Instead of buying physical gold, you can look at buying digital gold like gold ETFs, Sovereign Gold Bonds (SGBs) or you can also explore buying jewellery online.

1. Gold ETFs

Gold exchange-traded fund is a commodity-based mutual fund that invests in assets like gold. These exchange-traded funds are like individual stocks and are traded similarly on the stock exchange.

Investing in Gold ETFs is as good as investing in physical gold. An investor may buy as low as one unit and the expenses associated is much lower when compared to physical gold investments. Gold ETFs are highly liquid compared to physical gold. However, one needs a demat account to trade in Gold ETFs.

Each unit of these traded funds represents 1 gram of 99.5% pure gold, which makes them ideal long-term investments, especially if an individual opts to invest larger sums or performs trade systematically.

2. Sovereign Gold Bonds

SGBs are government securities issued in multiples of one gram of gold. These bonds are issued by the RBI on behalf of the government and are traded on a stock exchange. For long-term investment, Sovereign Gold Bond is seen as a better option than Gold ETF.

SGBs have a maturity period of eight-year. If an investor holds these bonds till maturity then will get exemption from capital gains tax. However, in the case of Gold ETF, whenever you sell them, the gains are subject to capital gains tax.

The biggest advantage of investing in SGB is that it provides an annual interest of 2.5% on your investment value, which is not the case in case of Gold ETFs.

3. Online purchase from jewellers

Jewellers are also focusing on online route to cater to Akshaya Tritiya demand for gold. Jewellers like Tanishq, Caratlane, Kalyan Jewellers and many more, now have several convenient options for customers to be able to purchase gold online.

Sanjay Banerjee, COO, Senco Gold & Diamonds said that this time unlike last year the activity is picking up as it is not a nationwide lockdown and he hopes for better demand this Akshay Tritiya.

To cater to customers’ demands, the company has launched ‘flexi gold offer’. The scheme allows customers to book gold for Akshay Tritiya in advance and any fluctuations in the rates of gold on that day will be covered by the company.

For this, the company has video calling options in cities where showrooms are open partially. In states with complete lockdowns, customers can book gold looking at digital catalogues and select their jewellery online on Akshay Tritiya or before.

Should you buy gold this Akshaya Tritiya?

Gold is not only considered auspicious but is also seen as a hedge investment against inflation and security or a safe haven in times of crisis. Since gold is negatively correlated to equities, experts suggest investors to consider investing in it as it often helps in hedging against stock market crashes. According to financial experts, it is ideal to have around 5-15% allocation towards gold in an investment portfolio.

Anuj Gupta, VP, Commodity and Currency Research at IIFL Securities has said, “Gold prices are increasing due to uncertainty in the economy. Weakness in dollar along with slower recovery in US economy is increasing the demand of gold as an investment tool, one should invest in gold as we are expecting prices to rise further.”

RECORDED INFORMATION =
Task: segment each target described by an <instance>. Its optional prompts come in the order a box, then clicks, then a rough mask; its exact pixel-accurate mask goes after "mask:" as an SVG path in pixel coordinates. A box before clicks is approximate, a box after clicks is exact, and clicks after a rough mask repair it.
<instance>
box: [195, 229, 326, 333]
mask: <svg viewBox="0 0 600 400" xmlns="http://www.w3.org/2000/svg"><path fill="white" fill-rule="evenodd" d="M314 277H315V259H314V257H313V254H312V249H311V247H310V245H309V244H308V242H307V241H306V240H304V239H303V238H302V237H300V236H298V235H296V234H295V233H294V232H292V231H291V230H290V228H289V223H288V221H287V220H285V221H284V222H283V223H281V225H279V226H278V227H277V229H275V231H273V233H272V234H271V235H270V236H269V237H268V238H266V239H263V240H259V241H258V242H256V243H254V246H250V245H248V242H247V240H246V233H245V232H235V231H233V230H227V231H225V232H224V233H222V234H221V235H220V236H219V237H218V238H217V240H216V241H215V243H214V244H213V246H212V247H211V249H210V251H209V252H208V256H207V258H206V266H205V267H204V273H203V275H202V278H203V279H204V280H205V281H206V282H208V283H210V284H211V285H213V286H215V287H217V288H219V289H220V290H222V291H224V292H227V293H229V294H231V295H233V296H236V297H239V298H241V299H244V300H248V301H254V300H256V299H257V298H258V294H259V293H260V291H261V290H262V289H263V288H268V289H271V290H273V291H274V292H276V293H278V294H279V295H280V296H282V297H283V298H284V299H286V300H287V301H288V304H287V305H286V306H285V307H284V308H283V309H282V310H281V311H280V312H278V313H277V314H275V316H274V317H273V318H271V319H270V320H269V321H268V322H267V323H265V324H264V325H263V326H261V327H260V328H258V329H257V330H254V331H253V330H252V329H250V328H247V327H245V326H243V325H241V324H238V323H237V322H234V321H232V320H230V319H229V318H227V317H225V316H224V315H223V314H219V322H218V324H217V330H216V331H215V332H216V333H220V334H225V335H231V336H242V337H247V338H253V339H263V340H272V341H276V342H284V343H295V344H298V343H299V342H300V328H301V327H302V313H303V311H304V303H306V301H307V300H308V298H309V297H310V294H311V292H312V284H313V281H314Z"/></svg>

WORK INSTRUCTION 1 =
Using the passage on gold investing, answer:
(a) What is the maturity period of Sovereign Gold Bonds?
(b) How much gold, and of what purity, does each Gold ETF unit represent?
(c) What share of an investment portfolio do financial experts consider ideal for gold?
WORK INSTRUCTION 2 = From the passage on gold investing, pull out the stretch from "Investing in Gold" through "than Gold ETF.", word for word.

TASK SOLUTION 1 =
(a) Eight years.
(b) One gram of 99.5% pure gold.
(c) Around 5-15%.

TASK SOLUTION 2 =
Investing in Gold ETFs is as good as investing in physical gold. An investor may buy as low as one unit and the expenses associated is much lower when compared to physical gold investments. Gold ETFs are highly liquid compared to physical gold. However, one needs a demat account to trade in Gold ETFs.

Each unit of these traded funds represents 1 gram of 99.5% pure gold, which makes them ideal long-term investments, especially if an individual opts to invest larger sums or performs trade systematically.

2. Sovereign Gold Bonds

SGBs are government securities issued in multiples of one gram of gold. These bonds are issued by the RBI on behalf of the government and are traded on a stock exchange. For long-term investment, Sovereign Gold Bond is seen as a better option than Gold ETF.